What is required — Count the lines below that contain the word "face", and give only that number.

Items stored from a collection
· · · · · · ·

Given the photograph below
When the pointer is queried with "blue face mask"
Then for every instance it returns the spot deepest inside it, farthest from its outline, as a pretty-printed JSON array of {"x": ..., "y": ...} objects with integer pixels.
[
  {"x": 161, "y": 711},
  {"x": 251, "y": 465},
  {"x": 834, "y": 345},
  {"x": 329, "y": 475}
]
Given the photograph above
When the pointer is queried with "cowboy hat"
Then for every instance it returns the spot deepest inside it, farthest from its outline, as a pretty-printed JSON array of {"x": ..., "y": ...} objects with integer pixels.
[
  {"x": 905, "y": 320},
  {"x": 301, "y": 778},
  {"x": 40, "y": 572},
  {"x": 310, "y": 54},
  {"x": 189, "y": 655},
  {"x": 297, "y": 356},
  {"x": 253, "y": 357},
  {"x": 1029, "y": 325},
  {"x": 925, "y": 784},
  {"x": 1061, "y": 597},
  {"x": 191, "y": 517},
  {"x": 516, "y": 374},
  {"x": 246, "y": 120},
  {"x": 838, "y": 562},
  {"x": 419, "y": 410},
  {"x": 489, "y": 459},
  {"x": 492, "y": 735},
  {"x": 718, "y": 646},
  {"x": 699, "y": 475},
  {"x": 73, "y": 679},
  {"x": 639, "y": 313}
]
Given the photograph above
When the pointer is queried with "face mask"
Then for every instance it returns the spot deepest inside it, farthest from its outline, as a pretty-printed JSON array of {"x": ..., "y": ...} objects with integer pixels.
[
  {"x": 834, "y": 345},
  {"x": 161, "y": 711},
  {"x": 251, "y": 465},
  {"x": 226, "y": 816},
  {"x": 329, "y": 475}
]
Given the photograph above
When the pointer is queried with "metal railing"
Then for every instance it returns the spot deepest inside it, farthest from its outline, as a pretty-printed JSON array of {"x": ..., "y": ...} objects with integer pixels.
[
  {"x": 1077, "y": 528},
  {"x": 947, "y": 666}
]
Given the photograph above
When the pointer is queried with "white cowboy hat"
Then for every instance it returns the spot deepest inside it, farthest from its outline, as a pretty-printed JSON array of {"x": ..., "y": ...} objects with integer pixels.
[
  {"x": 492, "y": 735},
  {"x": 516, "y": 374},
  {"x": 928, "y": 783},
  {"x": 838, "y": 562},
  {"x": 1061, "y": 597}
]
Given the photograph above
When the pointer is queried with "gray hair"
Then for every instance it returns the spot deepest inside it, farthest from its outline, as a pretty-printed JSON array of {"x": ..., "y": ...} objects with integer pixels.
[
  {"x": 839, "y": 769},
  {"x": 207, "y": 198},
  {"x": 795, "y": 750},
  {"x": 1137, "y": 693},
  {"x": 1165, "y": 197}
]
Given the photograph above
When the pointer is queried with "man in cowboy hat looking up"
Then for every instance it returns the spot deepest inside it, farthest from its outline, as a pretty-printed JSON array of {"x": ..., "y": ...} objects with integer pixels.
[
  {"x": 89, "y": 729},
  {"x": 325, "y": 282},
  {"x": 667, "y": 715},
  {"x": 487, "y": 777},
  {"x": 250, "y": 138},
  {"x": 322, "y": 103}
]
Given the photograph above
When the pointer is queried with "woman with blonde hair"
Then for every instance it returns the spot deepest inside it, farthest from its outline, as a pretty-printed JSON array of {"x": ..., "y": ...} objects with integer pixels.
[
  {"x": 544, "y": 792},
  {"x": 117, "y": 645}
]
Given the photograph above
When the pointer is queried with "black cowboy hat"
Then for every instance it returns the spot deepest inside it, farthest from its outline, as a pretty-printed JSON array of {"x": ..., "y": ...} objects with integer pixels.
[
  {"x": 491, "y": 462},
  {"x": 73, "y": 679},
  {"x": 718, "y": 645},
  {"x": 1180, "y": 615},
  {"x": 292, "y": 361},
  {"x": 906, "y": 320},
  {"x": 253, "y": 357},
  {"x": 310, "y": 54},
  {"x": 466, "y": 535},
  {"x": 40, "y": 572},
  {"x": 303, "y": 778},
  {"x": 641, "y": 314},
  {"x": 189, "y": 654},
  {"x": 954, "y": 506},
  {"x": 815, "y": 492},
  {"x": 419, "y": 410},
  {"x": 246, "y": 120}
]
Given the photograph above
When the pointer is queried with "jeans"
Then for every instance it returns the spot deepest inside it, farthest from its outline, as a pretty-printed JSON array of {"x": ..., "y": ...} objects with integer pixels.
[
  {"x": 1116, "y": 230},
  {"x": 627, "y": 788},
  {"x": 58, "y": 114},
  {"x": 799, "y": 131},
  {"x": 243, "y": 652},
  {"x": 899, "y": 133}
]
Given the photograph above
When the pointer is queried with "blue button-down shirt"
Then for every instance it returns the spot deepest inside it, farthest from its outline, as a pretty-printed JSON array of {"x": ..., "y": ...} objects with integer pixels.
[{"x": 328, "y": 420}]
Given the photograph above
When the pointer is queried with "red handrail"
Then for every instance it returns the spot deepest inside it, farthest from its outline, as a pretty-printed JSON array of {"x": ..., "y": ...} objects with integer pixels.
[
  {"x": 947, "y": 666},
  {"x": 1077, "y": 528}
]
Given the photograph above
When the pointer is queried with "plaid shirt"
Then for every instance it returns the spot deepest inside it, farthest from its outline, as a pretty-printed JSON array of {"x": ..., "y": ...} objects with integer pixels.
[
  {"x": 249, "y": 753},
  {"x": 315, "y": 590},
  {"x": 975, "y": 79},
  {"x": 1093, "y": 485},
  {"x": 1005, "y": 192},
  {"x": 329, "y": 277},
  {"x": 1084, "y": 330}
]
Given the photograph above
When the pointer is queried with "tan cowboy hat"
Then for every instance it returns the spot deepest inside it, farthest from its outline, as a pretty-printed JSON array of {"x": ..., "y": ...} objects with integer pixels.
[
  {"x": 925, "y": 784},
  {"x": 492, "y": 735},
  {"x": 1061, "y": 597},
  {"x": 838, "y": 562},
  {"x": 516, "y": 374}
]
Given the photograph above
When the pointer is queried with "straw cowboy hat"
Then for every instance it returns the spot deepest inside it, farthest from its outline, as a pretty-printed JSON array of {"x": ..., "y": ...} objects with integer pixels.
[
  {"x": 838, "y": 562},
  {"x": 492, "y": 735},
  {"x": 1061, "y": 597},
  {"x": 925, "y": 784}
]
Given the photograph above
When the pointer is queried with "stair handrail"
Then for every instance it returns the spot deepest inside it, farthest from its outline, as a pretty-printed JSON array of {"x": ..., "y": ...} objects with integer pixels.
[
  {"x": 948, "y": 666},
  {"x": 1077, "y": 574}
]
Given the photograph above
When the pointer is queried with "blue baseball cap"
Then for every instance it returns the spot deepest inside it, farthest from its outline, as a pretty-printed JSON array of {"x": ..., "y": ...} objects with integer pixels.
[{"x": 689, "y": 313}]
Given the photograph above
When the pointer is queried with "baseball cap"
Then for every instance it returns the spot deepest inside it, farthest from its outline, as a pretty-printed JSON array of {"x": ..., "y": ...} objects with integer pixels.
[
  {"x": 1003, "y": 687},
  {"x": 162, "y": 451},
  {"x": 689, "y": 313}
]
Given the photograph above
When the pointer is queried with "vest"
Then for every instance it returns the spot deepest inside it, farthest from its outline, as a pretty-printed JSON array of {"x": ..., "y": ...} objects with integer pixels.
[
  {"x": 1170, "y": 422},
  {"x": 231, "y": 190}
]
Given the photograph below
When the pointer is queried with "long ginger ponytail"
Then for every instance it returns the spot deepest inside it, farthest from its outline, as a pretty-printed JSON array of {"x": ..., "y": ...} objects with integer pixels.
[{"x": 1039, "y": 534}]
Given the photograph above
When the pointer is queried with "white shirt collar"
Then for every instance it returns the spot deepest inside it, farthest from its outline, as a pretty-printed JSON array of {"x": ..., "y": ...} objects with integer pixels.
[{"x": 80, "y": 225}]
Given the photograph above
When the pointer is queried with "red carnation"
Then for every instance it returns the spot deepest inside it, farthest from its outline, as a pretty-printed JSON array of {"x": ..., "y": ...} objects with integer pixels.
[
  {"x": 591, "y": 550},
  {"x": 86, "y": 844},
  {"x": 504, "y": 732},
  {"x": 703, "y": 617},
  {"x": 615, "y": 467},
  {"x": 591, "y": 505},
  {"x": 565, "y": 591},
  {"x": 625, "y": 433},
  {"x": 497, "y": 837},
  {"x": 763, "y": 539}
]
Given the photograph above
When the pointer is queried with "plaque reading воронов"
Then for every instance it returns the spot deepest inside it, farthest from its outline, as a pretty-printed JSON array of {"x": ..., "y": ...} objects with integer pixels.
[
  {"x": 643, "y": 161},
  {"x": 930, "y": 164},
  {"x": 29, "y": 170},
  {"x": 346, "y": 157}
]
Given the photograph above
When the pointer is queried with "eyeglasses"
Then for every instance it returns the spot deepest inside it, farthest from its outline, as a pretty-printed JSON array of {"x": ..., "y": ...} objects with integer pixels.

· · · · · · ·

Solved problem — 2